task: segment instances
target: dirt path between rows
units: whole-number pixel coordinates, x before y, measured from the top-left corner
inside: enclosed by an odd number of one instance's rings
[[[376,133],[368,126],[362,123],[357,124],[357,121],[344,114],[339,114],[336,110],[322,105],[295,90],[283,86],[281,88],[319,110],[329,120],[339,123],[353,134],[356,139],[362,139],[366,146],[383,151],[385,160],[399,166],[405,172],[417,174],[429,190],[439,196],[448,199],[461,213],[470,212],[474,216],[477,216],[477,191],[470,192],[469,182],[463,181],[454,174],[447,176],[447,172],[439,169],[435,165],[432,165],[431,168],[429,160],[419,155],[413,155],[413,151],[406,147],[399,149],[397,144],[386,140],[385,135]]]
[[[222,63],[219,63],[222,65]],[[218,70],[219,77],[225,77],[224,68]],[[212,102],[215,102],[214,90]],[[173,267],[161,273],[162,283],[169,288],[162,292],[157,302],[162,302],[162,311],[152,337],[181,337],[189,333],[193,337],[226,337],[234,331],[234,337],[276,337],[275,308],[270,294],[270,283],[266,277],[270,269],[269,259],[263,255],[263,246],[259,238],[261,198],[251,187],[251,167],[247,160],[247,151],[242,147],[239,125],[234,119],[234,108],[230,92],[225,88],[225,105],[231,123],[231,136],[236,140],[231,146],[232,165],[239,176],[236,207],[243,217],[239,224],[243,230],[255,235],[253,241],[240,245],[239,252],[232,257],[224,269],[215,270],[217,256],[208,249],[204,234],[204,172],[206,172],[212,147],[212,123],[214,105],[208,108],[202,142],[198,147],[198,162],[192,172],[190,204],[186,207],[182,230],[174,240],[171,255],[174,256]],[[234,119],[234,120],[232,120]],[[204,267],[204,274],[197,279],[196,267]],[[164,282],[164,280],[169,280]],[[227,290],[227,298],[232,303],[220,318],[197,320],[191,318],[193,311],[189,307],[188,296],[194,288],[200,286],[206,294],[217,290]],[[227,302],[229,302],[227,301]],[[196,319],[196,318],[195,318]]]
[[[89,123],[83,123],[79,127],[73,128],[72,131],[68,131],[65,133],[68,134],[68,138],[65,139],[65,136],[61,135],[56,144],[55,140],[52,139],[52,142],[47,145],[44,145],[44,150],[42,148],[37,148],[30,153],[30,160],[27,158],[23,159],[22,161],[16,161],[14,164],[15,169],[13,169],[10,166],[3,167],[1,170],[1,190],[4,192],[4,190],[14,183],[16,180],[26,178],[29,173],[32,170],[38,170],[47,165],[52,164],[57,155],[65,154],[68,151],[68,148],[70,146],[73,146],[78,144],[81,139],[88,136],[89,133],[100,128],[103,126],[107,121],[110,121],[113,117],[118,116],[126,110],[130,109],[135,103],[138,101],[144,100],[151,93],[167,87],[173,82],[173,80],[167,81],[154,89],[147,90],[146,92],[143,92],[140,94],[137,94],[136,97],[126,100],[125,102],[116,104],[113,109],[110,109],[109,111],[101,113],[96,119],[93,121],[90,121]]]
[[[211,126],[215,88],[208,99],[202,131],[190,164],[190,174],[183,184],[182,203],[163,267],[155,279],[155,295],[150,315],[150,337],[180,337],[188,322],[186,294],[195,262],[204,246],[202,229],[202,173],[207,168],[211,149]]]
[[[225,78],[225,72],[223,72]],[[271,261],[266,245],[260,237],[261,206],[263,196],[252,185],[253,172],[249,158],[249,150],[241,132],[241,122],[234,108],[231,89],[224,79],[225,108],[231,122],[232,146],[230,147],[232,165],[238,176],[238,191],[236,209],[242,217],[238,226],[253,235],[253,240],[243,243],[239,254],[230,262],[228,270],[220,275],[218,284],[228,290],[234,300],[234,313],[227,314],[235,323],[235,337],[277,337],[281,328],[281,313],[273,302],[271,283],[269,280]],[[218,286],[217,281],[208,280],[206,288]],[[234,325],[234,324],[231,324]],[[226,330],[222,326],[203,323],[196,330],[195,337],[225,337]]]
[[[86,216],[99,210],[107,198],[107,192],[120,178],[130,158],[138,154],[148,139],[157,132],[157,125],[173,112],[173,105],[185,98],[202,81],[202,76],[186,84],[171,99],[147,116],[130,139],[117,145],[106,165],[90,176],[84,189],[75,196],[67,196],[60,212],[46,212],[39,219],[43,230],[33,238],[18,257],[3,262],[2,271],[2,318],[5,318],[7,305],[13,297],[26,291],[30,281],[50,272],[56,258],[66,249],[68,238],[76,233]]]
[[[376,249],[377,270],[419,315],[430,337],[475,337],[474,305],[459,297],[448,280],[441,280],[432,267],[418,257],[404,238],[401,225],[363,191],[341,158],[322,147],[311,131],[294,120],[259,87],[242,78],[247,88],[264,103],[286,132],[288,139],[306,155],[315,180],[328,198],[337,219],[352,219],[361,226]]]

- **What you need to do**
Print the lines of the entries from the very first one through the line that contains "inside: enclosed by", both included, copying each line character for character.

- **Problem solution**
task: segment instances
target: dirt path between rows
units: whole-number pixel coordinates, x before y, measured from the top-left corner
inside: enclosed by an odd number of one instance's rings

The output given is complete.